Give back the entire listing that follows, exactly.

#### Records for this task ####

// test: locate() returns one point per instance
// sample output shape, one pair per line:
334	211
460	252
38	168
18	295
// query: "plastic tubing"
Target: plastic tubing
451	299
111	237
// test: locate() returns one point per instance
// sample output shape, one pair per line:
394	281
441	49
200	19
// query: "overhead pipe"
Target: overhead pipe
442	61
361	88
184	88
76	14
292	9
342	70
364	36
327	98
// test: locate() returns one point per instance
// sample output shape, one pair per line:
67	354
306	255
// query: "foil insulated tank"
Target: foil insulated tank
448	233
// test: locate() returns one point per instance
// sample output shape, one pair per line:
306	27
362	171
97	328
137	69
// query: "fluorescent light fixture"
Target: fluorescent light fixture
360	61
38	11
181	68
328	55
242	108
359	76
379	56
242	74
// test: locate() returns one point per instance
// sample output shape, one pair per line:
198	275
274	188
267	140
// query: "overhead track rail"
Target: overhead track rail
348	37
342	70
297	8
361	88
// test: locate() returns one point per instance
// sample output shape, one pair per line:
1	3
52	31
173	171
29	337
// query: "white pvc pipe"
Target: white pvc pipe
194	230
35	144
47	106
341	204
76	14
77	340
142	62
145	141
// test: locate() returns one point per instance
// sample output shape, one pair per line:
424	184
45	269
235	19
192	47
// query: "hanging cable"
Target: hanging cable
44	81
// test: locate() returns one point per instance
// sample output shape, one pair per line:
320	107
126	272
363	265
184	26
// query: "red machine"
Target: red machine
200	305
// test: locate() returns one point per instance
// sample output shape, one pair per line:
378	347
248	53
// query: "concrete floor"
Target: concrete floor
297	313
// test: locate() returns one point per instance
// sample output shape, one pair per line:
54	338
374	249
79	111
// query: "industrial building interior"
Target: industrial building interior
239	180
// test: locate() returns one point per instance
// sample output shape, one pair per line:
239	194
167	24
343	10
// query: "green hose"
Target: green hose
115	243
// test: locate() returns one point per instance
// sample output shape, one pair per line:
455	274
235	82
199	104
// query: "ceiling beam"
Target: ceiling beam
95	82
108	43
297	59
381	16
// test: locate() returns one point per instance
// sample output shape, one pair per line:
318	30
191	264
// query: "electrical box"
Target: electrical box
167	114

####

_Task result_
// test: locate() returns one point per instance
// sample output shape, one pair per line:
334	211
460	252
38	168
18	295
// query: "plastic tubing"
Target: plastic tubing
451	299
111	237
// test: locate() returns one point per instance
// sample output shape, one pair per line:
394	281
441	49
200	19
// query: "overhead pipe"
Target: overhead pipe
442	61
361	88
184	88
76	14
292	9
342	70
364	36
327	98
// test: locate() returns one point per instance
// sample output shape, one pair per line:
67	354
306	255
// query: "foil insulated tank"
Target: foil insulated tank
448	233
// test: locate() returns one point per instance
// sample output shape, one pair per line:
306	27
362	171
97	328
137	69
// query: "fluorescent light fixture"
Target: fluorescent light fixture
360	61
38	11
181	68
328	55
242	108
359	76
379	56
242	74
// test: locate() returns one point per instance
// sample output shape, one pair per line:
198	275
274	188
267	140
// query: "overhead track rail"
Target: overhead track rail
348	37
342	70
297	8
361	88
// test: locate() returns one point per instance
// sample output shape, one pair per line:
1	3
52	31
173	171
29	337
// query: "white pvc pipe"
Target: white pvc pipe
194	230
35	144
47	106
341	204
76	14
77	340
142	62
145	141
// test: locate() returns one point per instance
// sample output shape, one pair per line:
424	184
45	269
235	19
192	47
// query: "hanging cable"
Target: hanging cable
44	81
// test: locate() returns one point per instance
// sample output shape, one pair per line:
320	107
126	272
363	265
184	26
// query: "red machine"
Target: red machine
200	305
// test: locate() returns one point per instance
// sample output shape, one pair per line:
378	347
248	53
// query: "concrete floor"
Target: concrete floor
297	313
// test: locate() returns one point per instance
// sample output shape, one pair per line:
54	338
374	249
79	111
// query: "industrial building interior"
Target: industrial building interior
239	180
// test: locate() returns one point per instance
// sample output shape, one pair per line:
239	194
167	24
343	10
// query: "green hose"
Target: green hose
115	243
// test: locate() returns one point per instance
// sample output shape, one pair per line:
455	274
235	82
199	104
// query: "ceiling beam"
Target: ceiling beam
95	82
108	43
297	59
381	16
// test: locate() returns one point per instance
// sample output shape, one pair per line:
318	30
191	264
// query: "electrical box"
Target: electrical box
167	114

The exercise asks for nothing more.